*Source passage:*
────

Alwin-Broder Albrecht (18 September 1903 – 1 May 1945) was a German naval officer who was one of Adolf Hitler’s adjutants during World War II.

Biography 
He was born in Sankt Peter-Ording in the Province of Schleswig-Holstein. In 1922 he joined the Reichsmarine. On 1 June 1934, he was promoted to Kapitänleutnant. Then on 1 November 1937, he was promoted to the rank of Korvettenkapitän. When Hitler's liaison officer to the navy, Karl-Jesko von Puttkamer was transferred to active service on 19 June 1938, Albrecht took over that position.

However, on 30 June 1939, the Commander of the Navy Großadmiral Erich Raeder wanted him transferred to Tokyo as a military attaché or kicked out of the navy completely after it was discovered that Albrecht had married a woman "with a past" in early 1939. Hitler was against it; he had an argument with Raeder over the matter. On 1 July 1939, Hitler appointed Albrecht a NSKK-Oberführer and made him one of his adjutants. Hitler went on to meet Albrecht's wife and liked her. Under Reichsleiter Philipp Bouhler, Albrecht remained on Hitler's staff and worked in the Reich Chancellery in Berlin.

────

*Stored rows:*
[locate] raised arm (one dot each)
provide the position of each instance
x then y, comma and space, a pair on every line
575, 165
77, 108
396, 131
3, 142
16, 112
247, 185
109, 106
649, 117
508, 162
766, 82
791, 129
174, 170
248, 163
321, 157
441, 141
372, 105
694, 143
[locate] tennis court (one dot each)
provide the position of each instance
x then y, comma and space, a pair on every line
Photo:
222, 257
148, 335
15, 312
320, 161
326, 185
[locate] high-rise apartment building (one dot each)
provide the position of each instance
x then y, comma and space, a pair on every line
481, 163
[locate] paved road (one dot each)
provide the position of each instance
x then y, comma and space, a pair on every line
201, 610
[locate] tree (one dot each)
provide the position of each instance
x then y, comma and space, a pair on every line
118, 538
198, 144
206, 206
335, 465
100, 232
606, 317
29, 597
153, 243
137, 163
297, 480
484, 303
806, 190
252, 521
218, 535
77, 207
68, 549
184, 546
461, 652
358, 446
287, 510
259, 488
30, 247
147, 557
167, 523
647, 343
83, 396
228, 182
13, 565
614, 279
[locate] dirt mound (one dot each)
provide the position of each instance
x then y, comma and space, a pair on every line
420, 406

────

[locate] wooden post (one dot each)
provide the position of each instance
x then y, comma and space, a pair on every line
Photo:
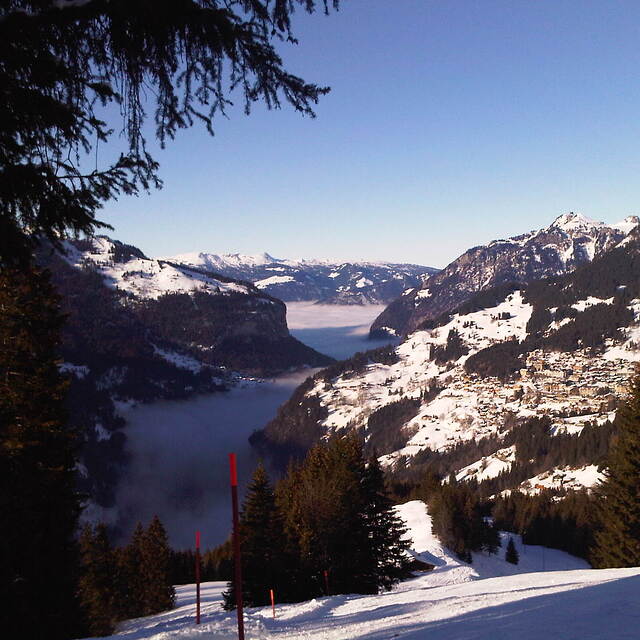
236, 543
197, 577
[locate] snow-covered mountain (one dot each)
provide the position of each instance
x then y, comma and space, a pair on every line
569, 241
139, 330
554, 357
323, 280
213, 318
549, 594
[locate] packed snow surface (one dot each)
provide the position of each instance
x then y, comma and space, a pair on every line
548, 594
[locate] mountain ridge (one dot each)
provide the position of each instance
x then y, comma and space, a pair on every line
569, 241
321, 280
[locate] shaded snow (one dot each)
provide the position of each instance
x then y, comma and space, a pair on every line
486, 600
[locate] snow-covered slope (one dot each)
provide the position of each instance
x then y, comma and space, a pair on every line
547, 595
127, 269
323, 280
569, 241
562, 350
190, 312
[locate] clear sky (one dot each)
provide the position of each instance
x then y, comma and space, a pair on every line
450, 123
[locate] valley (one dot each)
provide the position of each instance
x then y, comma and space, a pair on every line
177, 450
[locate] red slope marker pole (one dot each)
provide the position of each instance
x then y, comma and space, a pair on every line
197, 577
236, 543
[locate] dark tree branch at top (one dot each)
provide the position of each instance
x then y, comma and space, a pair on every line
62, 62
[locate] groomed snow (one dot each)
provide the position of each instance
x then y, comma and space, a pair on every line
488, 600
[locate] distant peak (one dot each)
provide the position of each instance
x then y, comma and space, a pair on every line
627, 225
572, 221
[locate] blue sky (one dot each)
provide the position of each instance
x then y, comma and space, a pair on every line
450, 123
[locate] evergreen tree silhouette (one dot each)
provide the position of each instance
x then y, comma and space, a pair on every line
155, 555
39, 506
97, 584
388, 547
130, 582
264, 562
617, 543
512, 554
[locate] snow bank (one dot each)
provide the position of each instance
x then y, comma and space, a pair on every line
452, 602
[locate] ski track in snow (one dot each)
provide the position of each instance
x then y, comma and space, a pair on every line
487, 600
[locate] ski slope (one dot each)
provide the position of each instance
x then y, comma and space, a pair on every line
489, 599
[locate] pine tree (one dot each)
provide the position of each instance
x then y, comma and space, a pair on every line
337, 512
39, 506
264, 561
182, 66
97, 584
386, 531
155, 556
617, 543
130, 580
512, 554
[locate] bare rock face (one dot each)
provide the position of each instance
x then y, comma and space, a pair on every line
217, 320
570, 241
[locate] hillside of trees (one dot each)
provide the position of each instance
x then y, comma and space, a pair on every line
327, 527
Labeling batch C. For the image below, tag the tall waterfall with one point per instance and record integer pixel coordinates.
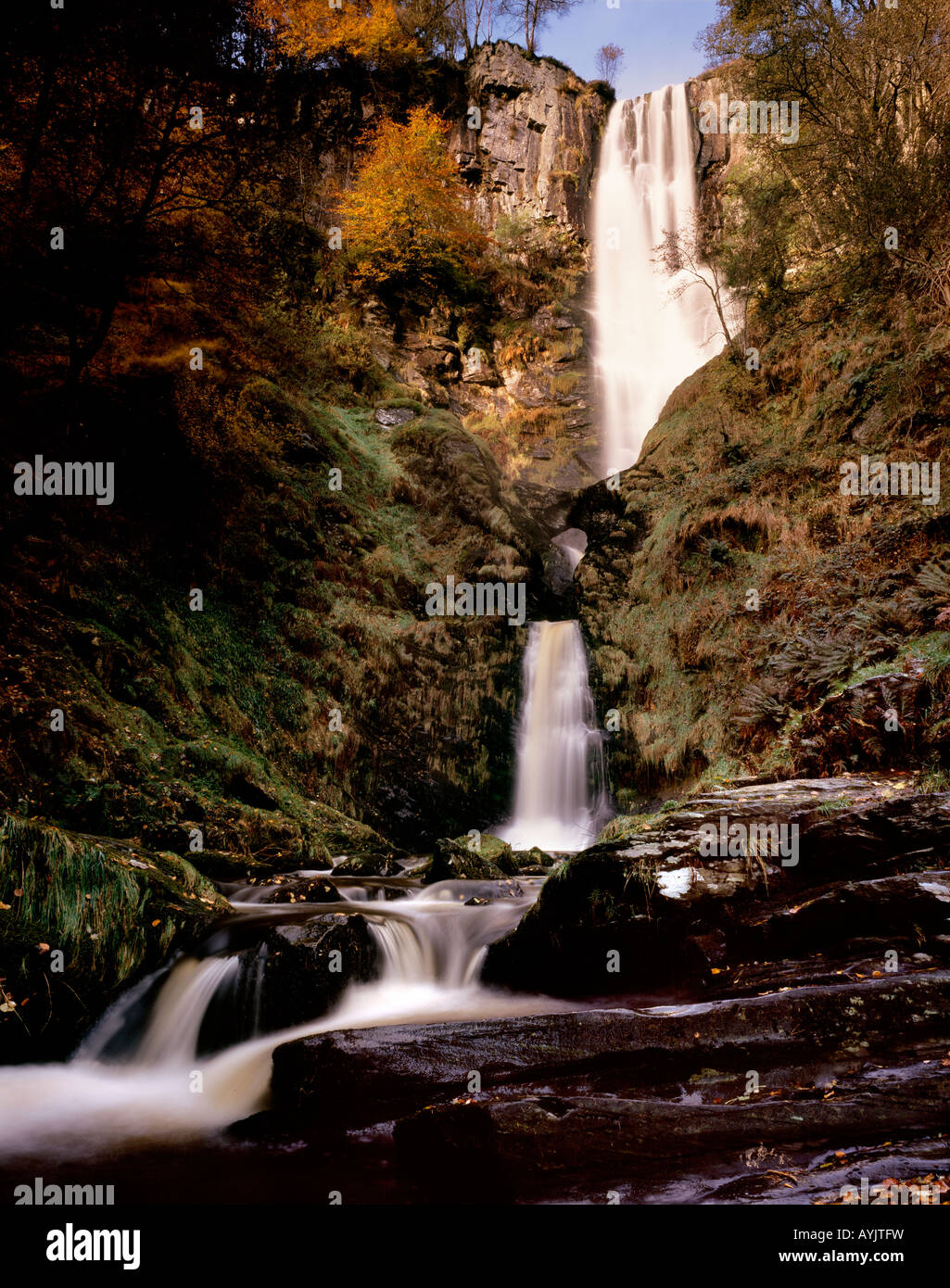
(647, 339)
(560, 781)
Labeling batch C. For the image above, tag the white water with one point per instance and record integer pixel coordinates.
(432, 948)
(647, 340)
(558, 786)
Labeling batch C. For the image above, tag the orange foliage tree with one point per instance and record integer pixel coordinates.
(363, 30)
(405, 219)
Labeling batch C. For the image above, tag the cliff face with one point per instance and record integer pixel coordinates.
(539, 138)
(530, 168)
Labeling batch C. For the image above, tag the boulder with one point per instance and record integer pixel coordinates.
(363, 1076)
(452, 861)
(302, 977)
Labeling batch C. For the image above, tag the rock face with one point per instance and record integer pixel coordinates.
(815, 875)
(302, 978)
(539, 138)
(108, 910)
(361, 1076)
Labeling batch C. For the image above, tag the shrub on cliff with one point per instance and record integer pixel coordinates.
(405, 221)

────

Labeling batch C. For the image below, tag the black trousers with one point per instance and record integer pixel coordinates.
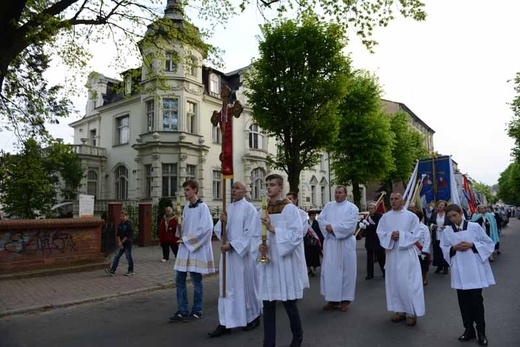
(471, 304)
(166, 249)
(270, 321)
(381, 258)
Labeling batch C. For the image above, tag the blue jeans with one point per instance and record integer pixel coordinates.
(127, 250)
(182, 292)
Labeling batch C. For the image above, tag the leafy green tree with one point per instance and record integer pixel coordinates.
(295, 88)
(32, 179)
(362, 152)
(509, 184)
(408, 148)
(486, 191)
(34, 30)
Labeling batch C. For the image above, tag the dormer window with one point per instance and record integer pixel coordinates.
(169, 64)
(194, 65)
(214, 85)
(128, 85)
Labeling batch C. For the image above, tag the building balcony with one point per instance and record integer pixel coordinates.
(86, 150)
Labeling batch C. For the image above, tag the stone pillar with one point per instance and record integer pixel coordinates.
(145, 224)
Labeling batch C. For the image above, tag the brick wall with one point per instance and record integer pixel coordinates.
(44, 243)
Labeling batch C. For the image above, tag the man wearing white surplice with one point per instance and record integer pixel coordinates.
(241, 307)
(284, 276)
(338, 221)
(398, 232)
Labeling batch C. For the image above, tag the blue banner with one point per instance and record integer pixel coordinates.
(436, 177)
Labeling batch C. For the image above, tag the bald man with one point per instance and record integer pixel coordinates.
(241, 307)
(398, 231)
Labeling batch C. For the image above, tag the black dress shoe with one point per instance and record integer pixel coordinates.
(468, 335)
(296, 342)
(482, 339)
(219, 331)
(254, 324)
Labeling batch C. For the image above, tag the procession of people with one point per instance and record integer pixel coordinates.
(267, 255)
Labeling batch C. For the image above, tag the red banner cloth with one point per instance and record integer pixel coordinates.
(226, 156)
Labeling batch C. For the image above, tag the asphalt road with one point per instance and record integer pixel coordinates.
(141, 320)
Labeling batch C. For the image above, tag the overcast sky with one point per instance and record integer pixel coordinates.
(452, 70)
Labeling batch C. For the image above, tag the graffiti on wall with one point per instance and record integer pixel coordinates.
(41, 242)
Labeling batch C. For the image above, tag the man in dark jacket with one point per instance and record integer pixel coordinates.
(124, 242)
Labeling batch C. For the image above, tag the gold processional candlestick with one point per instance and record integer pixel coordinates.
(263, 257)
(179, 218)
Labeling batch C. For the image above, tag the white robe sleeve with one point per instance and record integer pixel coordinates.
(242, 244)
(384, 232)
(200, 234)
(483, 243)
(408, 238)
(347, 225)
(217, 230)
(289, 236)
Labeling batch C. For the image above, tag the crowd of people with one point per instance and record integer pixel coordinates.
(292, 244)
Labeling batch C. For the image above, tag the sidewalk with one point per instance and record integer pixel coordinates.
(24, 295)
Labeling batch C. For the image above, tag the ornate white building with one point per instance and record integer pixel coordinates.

────

*Given problem:*
Reproduce the entire passage on Alwin-Broder Albrecht word for word. The records have no use here.

*Reply:*
Alwin-Broder Albrecht (18 September 1903 – 1 May 1945) was a German naval officer who was one of Adolf Hitler’s adjutants during World War II.

Biography 
He was born in Sankt Peter-Ording in the Province of Schleswig-Holstein. In 1922 he joined the Reichsmarine. On 1 June 1934, he was promoted to Kapitänleutnant. Then on 1 November 1937, he was promoted to the rank of Korvettenkapitän. When Hitler's liaison officer to the navy, Karl-Jesko von Puttkamer was transferred to active service on 19 June 1938, Albrecht took over that position.

However, on 30 June 1939, the Commander of the Navy Großadmiral Erich Raeder wanted him transferred to Tokyo as a military attaché or kicked out of the navy completely after it was discovered that Albrecht had married a woman "with a past" in early 1939. Hitler was against it; he had an argument with Raeder over the matter. On 1 July 1939, Hitler appointed Albrecht a NSKK-Oberführer and made him one of his adjutants. Hitler went on to meet Albrecht's wife and liked her. Under Reichsleiter Philipp Bouhler, Albrecht remained on Hitler's staff and worked in the Reich Chancellery in Berlin.